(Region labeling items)
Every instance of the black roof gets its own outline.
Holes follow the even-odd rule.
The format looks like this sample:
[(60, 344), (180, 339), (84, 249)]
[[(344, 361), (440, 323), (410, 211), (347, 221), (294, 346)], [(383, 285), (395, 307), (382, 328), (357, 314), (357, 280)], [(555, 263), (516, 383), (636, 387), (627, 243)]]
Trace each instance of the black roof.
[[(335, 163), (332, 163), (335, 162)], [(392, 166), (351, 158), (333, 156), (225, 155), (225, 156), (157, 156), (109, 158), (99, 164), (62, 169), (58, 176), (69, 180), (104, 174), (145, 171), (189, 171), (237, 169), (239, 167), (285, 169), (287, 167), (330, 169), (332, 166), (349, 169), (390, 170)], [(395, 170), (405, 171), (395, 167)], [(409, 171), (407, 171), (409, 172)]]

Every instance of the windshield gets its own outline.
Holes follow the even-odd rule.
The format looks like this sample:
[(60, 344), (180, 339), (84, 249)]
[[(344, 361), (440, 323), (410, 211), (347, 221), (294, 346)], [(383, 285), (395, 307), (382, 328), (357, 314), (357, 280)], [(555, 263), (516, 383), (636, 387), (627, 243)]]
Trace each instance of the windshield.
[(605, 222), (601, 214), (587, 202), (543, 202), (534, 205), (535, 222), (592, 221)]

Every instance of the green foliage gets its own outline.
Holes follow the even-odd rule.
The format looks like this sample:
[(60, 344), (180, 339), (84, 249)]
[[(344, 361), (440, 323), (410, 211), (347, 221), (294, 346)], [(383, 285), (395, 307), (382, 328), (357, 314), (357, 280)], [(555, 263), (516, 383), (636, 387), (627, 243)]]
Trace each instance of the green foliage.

Stated exercise —
Repeat, without change, each line of the data above from the one that contains "Every instance of the windshield" through the final line, counting both.

Answer to this exercise —
Every instance of the windshield gets its own outline.
Holes follow the even-odd rule.
The format looks like this sample:
[(60, 344), (180, 339), (84, 249)]
[[(344, 361), (440, 323), (410, 211), (347, 221), (294, 346)], [(383, 285), (395, 307), (382, 328), (357, 314), (357, 280)], [(555, 263), (516, 383), (636, 387), (627, 243)]]
Trace each instance of the windshield.
[(605, 222), (601, 214), (587, 202), (543, 202), (534, 205), (535, 222), (592, 221)]

Every instance of the green foliage gets its own outline.
Holes follow the even-odd rule.
The format looks like this sample:
[(60, 344), (180, 339), (84, 249)]
[[(344, 361), (440, 323), (410, 211), (347, 221), (294, 346)], [(383, 285), (395, 307), (382, 328), (357, 314), (357, 280)], [(555, 263), (516, 383), (636, 387), (627, 243)]]
Trace each instance of the green foliage.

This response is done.